#### [SELECTED TEXT]
Plans have been confirmed for a permanent memorial to Tramlines festival director Sarah Nulty, who died earlier this month aged 36, just weeks before the 10th anniversary event.
A commemorative plaque will be embedded into the wall at the top of Devonshire Green in Sheffield city centre, facing down towards the site where the original main stage of Tramlines was based back in 2009. Nulty will also be posthumously honoured with a Civic Award from Sheffield Mayor Magid Magid.
Tramlines, which took place from July 20-22, saw floods of tributes from artists including Reverend And The Makers, Milburn, Bang Bang Romeo, Universal Tree and headliner Craig David who dedicated the final chorus of I Know You in Nulty's honour.
Timm Cleasby, a founder of the festival and the head of operations, said: “It’s very important that there is a permanent tribute to Sarah in recognition of everything she put into the city. She was a massive fan and supporter of Sheffield’s creativity and independence.
"The positioning of the plaque at Devonshire Green is a poignant and fitting tribute. Sarah’s vibrancy and energy made her seem larger than life and it’s brilliant that she will be remembered for years to come. Hopefully her work will serve to inspire others in the future.”

#### [DATA EXTRACTS]
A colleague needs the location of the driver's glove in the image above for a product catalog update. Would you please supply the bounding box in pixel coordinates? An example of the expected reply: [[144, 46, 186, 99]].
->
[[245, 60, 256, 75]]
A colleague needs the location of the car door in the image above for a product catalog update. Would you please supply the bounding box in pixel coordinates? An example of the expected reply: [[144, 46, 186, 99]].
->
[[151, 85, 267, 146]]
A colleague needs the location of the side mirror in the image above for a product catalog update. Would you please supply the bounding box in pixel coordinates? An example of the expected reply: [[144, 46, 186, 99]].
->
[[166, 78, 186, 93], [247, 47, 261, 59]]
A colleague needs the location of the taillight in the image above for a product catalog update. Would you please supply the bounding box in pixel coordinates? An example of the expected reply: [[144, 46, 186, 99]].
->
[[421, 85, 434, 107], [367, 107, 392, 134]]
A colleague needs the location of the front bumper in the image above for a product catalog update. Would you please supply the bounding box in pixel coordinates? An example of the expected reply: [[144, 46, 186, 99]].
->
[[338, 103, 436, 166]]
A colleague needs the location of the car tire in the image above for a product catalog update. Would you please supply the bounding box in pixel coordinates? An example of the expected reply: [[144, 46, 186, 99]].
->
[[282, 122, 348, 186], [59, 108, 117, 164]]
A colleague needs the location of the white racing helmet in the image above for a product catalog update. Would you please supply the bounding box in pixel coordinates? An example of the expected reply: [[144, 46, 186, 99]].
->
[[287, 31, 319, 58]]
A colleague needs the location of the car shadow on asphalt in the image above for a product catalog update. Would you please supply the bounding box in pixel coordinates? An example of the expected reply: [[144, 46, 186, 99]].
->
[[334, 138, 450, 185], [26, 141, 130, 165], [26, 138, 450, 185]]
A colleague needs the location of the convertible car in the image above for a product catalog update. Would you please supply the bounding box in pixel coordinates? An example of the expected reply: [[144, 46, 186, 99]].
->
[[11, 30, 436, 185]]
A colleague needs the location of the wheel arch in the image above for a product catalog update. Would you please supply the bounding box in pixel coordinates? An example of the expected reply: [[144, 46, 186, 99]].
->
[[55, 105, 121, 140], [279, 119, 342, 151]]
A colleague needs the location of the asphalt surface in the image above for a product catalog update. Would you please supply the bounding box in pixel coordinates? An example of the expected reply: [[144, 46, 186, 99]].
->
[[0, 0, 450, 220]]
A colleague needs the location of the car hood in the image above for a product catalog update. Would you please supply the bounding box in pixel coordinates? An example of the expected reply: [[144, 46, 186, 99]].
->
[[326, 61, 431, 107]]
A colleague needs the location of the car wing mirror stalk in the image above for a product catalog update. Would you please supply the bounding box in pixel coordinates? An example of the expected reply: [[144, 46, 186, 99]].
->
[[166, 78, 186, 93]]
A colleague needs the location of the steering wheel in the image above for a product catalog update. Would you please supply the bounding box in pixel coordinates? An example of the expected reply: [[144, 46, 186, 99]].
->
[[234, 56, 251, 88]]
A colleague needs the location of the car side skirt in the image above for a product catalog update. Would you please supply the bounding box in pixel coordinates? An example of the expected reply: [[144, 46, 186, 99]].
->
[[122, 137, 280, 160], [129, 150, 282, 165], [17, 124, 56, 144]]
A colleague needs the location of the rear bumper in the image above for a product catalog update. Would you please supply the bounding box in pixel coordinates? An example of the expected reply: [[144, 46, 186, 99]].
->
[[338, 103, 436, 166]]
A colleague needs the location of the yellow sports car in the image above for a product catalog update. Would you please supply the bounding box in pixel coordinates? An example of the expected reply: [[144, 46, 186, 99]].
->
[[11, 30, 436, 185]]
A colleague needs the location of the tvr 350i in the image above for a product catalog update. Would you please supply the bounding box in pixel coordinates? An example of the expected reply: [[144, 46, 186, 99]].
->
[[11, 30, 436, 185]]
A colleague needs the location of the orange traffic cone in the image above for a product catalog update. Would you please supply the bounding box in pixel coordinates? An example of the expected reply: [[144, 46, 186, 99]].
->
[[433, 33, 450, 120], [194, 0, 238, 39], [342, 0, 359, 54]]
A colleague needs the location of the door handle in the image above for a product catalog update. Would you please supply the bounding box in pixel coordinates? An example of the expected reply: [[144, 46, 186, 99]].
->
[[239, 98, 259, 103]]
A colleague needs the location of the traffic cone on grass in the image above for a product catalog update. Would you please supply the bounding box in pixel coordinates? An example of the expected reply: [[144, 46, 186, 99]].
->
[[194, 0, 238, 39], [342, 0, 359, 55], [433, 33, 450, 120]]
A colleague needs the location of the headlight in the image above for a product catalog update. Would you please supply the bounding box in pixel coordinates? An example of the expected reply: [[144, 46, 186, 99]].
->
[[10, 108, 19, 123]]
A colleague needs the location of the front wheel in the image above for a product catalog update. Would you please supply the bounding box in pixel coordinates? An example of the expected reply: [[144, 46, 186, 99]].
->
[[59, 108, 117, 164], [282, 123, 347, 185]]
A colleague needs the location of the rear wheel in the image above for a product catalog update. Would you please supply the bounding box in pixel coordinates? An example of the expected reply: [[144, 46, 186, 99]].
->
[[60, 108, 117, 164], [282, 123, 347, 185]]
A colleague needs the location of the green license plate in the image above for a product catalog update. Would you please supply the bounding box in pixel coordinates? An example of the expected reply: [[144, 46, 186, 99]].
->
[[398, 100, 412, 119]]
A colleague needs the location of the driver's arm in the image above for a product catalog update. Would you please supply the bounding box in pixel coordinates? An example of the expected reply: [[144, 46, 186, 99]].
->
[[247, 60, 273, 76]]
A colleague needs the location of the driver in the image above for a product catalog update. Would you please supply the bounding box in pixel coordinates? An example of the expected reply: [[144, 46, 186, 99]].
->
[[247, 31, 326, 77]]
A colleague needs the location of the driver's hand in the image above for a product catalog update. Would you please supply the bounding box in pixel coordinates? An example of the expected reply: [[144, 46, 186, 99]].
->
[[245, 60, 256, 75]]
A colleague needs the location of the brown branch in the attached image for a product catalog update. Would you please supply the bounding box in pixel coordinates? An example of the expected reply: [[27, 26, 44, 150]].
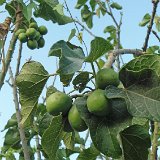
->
[[142, 0, 159, 52], [9, 66, 30, 160], [0, 5, 21, 90], [103, 49, 143, 68]]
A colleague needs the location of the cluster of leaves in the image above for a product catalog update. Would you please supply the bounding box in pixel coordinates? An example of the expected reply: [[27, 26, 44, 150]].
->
[[1, 0, 160, 160]]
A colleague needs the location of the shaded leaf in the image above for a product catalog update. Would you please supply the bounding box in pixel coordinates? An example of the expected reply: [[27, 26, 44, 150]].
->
[[106, 55, 160, 121], [42, 115, 63, 160], [16, 61, 49, 124], [120, 125, 151, 160], [77, 145, 100, 160], [75, 97, 131, 158], [72, 72, 90, 92], [85, 37, 113, 62], [68, 29, 76, 41]]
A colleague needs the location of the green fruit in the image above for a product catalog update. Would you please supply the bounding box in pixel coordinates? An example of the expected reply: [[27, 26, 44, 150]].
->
[[46, 92, 72, 116], [37, 37, 45, 48], [96, 68, 120, 89], [27, 39, 38, 50], [34, 31, 41, 41], [63, 116, 73, 132], [29, 22, 38, 29], [26, 28, 37, 39], [15, 29, 26, 37], [38, 26, 48, 35], [68, 105, 88, 132], [87, 89, 111, 116], [18, 33, 27, 43]]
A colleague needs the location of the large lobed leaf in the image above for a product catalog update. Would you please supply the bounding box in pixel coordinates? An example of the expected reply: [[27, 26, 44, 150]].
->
[[106, 55, 160, 121], [85, 37, 113, 62], [120, 125, 151, 160], [42, 115, 63, 160], [16, 61, 49, 124], [75, 97, 132, 158]]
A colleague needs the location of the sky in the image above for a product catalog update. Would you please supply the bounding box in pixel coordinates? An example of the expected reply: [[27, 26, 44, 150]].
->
[[0, 0, 160, 159]]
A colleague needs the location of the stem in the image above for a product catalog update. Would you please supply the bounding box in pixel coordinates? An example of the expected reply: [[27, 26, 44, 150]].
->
[[142, 0, 159, 51], [0, 5, 21, 90], [9, 66, 30, 160], [150, 122, 159, 160], [103, 49, 144, 68], [36, 135, 41, 160]]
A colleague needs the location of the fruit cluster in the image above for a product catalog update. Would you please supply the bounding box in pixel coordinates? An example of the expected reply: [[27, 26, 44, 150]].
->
[[15, 22, 48, 50], [40, 68, 119, 132]]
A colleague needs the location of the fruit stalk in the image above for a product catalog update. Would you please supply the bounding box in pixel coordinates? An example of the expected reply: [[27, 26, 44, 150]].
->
[[9, 66, 30, 160], [0, 5, 22, 90]]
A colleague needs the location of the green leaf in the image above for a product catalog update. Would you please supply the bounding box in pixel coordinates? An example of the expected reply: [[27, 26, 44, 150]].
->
[[68, 29, 76, 41], [16, 61, 49, 124], [4, 127, 20, 152], [110, 2, 122, 10], [63, 132, 75, 150], [139, 13, 151, 27], [77, 145, 100, 160], [72, 72, 90, 93], [146, 45, 159, 54], [106, 55, 160, 121], [34, 0, 73, 25], [75, 0, 87, 9], [42, 115, 63, 160], [49, 40, 85, 75], [120, 125, 151, 160], [85, 37, 113, 62], [0, 0, 6, 6], [75, 97, 131, 158], [81, 5, 93, 28]]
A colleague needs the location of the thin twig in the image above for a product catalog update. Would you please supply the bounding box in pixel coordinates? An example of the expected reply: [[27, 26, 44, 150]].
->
[[142, 0, 159, 52], [152, 29, 160, 42], [15, 42, 22, 77], [0, 5, 21, 90], [150, 122, 159, 160], [9, 66, 30, 160], [103, 49, 144, 68]]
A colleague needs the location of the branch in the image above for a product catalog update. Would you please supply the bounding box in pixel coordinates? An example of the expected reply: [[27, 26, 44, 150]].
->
[[103, 49, 143, 68], [0, 5, 21, 90], [152, 29, 160, 42], [9, 66, 30, 160], [142, 0, 159, 52], [150, 122, 159, 160]]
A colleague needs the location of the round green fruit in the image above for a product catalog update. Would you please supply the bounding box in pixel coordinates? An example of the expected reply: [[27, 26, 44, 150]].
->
[[87, 89, 111, 116], [27, 39, 38, 50], [96, 68, 120, 89], [37, 37, 45, 48], [46, 92, 72, 116], [15, 29, 26, 37], [26, 28, 37, 39], [68, 105, 88, 132], [18, 33, 27, 43], [29, 22, 38, 29], [34, 31, 41, 41], [38, 26, 48, 35]]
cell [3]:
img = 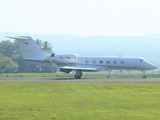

#### [ACTIVITY]
Please continue the article about the memorial to Sarah Nulty from where it stops. The records can be left aside here.

#### [RESPONSE TO THIS EXERCISE]
The 10th edition of Tramlines attracted around 30,000 people to its new site at Sheffield's Hillsborough Park.
Bands, organisers and attendees also honoured Nulty’s passing at the event, wearing ‘BeMoreNulty’ T-shirts. The T-shirts are on sale via the Drop Dead website with all profits (along with proceeds from ‘Nulty’s’ backstage bar) donated to Weston Park Cancer Charity and Cavendish Cancer Care. Charity donations from the guestlist will be split between Weston Park Cancer Charity, Cavendish Cancer Care and Crohn’s & Colitis UK.
A memorial video, presented by Cleasby, was shown on big screens from the main stage on Sunday evening.